[A run of records]
+++++
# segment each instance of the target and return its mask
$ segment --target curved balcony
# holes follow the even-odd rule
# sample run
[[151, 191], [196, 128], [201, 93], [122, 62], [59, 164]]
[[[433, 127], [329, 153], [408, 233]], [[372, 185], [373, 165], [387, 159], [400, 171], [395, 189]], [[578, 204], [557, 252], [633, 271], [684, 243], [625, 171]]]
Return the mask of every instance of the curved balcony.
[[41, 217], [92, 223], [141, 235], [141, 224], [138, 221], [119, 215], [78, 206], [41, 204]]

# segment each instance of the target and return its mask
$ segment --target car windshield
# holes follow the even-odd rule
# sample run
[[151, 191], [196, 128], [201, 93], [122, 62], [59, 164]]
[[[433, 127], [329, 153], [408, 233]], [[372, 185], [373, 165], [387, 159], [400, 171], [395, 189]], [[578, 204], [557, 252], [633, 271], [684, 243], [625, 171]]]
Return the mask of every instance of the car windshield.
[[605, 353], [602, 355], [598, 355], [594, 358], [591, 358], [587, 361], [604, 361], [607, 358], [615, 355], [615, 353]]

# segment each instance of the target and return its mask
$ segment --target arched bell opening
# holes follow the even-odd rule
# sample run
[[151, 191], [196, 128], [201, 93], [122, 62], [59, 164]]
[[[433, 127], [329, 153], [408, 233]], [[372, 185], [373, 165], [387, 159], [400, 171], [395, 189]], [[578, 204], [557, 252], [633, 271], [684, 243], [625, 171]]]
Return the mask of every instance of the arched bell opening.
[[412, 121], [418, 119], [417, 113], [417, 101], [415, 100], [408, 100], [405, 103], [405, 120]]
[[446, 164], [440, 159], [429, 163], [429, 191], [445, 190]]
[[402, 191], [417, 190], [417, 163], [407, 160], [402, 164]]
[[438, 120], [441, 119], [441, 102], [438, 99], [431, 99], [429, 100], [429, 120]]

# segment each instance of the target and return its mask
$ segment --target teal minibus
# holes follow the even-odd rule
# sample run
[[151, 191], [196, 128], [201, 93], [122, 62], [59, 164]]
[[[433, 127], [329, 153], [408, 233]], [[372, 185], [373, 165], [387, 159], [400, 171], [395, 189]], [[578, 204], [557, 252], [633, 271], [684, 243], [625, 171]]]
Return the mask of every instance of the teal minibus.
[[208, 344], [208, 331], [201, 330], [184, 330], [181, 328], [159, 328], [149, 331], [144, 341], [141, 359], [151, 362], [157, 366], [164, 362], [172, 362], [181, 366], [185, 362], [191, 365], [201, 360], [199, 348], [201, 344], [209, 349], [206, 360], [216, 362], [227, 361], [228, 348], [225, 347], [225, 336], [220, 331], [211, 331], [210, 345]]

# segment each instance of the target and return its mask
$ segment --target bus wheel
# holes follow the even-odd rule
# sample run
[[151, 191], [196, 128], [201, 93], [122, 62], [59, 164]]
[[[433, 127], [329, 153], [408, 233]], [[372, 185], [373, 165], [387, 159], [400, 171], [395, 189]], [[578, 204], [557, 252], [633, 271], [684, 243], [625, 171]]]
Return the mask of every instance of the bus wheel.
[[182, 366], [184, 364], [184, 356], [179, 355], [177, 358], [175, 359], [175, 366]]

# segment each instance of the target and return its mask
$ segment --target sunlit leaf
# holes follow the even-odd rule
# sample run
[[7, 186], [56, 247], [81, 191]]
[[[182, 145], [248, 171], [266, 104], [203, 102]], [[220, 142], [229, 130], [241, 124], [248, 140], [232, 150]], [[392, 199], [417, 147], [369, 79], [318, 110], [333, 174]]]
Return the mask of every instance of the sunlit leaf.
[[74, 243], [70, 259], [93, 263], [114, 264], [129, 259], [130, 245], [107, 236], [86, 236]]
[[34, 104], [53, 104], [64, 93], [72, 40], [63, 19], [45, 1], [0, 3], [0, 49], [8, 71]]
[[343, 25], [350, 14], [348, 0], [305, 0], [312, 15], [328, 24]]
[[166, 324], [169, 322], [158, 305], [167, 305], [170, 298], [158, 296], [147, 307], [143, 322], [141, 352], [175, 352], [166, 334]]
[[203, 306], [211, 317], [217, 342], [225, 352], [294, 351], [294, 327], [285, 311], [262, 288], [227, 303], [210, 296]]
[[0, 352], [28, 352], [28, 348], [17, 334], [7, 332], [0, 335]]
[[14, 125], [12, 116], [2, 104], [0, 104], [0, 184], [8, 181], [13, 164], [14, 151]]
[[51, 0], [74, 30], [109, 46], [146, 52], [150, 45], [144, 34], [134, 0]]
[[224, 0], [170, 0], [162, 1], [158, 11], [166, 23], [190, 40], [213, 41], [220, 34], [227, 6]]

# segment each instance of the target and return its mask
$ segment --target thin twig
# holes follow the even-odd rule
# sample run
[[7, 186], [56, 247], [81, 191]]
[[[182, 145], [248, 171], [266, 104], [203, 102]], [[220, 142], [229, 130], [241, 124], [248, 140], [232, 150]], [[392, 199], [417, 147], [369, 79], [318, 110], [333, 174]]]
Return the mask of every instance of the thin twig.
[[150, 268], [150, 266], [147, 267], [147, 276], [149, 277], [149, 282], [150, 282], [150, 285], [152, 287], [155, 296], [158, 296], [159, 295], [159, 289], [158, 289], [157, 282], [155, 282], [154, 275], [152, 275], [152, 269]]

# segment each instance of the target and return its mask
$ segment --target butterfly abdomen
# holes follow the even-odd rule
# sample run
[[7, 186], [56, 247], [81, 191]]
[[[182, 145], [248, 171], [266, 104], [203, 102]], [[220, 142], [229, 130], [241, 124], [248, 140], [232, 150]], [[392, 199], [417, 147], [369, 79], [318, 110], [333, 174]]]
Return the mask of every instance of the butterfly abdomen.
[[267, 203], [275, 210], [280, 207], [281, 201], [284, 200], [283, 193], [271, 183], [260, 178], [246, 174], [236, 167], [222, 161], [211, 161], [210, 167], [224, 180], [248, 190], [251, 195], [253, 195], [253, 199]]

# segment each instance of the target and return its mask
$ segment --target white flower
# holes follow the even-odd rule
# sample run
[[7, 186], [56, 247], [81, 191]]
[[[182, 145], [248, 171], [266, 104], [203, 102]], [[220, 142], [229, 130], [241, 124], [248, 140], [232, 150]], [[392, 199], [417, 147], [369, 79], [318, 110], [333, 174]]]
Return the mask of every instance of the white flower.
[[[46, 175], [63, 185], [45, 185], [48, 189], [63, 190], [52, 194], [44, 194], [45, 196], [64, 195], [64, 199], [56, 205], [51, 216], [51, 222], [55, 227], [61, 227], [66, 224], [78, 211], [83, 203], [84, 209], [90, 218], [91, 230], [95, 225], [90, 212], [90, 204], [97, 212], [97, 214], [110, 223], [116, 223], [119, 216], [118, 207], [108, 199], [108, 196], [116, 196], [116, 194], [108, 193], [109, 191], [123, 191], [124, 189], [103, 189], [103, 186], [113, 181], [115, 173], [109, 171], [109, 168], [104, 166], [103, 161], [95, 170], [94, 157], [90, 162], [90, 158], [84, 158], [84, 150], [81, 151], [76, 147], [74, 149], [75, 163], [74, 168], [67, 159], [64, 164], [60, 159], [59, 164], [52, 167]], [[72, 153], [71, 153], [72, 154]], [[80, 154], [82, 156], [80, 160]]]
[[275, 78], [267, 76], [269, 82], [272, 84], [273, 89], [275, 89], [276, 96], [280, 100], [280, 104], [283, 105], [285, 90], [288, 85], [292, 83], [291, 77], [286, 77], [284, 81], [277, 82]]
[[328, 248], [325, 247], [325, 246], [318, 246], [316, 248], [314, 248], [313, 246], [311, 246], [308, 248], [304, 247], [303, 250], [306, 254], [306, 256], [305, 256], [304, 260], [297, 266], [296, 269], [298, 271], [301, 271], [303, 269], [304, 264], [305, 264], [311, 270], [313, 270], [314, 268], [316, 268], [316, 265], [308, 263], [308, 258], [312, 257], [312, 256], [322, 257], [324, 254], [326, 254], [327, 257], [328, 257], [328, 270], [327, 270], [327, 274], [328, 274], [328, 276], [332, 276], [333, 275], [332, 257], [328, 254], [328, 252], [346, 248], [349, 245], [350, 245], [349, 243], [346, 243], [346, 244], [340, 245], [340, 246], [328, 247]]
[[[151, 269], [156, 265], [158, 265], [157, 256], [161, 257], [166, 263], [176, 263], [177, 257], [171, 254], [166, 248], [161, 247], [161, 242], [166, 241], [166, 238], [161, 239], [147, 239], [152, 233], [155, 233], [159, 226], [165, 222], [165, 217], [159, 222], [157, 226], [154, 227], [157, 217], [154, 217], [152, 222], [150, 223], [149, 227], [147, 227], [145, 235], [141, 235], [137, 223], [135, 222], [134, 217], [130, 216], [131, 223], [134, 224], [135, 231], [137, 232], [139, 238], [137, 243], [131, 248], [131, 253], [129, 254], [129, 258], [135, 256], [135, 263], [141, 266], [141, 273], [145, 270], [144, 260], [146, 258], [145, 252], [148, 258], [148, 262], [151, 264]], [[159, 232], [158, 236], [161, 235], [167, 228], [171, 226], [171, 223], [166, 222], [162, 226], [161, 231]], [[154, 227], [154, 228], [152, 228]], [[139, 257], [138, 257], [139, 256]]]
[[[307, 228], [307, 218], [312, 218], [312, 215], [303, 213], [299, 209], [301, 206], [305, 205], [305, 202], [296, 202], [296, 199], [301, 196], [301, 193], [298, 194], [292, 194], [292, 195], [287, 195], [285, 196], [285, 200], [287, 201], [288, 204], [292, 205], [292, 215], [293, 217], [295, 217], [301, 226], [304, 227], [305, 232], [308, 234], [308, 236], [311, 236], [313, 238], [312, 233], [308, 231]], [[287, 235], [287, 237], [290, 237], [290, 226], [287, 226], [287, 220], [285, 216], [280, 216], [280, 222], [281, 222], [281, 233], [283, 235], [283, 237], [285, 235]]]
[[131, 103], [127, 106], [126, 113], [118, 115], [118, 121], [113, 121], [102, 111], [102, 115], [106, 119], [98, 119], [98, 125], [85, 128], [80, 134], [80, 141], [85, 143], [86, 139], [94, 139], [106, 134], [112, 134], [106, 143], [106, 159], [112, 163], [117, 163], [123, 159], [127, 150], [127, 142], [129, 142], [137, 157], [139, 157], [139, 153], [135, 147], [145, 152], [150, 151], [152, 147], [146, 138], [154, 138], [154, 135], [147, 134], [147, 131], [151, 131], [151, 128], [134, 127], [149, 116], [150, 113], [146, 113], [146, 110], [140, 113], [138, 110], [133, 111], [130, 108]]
+++++
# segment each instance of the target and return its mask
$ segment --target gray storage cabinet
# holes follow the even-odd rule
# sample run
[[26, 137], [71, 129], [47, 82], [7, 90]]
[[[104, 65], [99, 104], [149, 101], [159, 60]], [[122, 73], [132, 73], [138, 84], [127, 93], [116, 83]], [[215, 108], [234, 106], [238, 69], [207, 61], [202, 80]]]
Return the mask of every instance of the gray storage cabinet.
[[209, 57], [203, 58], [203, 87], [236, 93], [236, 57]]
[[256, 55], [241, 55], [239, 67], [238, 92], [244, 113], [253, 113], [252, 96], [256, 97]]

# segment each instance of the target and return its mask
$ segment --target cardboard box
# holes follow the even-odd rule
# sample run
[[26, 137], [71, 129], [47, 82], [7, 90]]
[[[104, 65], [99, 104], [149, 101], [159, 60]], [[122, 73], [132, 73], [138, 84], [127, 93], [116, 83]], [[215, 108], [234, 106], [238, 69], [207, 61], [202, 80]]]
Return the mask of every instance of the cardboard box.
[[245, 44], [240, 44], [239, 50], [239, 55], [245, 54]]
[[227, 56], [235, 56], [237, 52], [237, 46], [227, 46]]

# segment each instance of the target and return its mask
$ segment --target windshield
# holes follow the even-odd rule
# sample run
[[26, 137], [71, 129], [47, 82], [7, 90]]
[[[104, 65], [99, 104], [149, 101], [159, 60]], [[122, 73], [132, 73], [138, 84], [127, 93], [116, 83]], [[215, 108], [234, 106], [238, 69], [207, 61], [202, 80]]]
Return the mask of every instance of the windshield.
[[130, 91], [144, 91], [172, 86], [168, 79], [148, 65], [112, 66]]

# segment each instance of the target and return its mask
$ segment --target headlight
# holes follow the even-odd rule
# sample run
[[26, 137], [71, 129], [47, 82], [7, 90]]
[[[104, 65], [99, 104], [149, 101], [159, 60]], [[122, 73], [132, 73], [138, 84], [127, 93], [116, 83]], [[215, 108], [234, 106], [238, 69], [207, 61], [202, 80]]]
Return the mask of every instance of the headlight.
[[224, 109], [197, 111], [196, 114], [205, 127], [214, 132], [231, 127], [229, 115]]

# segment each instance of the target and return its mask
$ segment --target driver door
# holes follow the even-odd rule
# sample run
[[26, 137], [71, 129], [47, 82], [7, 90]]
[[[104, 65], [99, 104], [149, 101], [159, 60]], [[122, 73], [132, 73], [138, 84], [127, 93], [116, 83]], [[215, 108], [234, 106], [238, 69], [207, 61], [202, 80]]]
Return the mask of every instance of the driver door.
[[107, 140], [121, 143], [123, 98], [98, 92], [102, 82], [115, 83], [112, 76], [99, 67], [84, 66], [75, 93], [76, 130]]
+++++
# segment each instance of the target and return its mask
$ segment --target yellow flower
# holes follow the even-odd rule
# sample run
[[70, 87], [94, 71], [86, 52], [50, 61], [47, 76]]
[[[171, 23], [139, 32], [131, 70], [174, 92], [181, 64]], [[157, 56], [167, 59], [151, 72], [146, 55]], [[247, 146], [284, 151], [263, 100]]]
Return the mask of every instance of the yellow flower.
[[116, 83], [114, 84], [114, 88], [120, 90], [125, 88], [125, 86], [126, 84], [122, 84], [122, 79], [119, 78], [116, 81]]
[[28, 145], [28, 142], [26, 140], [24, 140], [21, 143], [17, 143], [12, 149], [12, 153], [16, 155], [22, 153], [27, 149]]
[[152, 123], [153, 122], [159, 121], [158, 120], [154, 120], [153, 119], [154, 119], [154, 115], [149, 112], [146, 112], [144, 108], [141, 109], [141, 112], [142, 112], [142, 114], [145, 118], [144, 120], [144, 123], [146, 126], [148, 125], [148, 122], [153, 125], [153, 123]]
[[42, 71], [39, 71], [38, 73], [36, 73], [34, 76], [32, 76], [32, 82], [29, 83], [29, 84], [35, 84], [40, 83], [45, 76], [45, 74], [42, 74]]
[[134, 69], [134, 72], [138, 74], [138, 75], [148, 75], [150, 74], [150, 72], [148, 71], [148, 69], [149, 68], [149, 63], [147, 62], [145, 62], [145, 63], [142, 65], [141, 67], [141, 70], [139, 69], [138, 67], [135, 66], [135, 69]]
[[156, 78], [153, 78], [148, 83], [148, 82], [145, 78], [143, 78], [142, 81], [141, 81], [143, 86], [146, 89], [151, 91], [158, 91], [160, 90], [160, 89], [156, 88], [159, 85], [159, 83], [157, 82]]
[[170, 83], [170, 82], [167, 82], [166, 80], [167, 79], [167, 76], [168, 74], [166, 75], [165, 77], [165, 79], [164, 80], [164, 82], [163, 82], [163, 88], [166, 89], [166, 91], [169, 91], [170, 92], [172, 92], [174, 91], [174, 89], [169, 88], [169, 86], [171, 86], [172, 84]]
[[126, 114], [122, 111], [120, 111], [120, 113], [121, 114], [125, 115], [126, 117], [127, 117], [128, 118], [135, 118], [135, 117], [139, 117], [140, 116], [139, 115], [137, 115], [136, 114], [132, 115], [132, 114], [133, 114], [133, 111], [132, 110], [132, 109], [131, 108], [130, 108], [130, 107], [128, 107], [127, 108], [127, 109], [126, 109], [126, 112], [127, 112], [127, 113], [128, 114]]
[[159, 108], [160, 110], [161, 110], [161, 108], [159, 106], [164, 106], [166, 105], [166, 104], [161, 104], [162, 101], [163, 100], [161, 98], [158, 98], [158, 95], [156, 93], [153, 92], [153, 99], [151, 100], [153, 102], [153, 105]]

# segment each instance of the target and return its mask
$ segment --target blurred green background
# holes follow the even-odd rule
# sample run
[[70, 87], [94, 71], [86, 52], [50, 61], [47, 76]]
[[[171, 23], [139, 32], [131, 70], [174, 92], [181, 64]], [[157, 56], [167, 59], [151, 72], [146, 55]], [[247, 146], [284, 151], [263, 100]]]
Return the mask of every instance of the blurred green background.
+++++
▶ What you have to do: Which lines in the rows above contain the word "teal"? Return each of them in full.

▶ Task result:
$ segment --target teal minibus
Return the mask of every instance of the teal minibus.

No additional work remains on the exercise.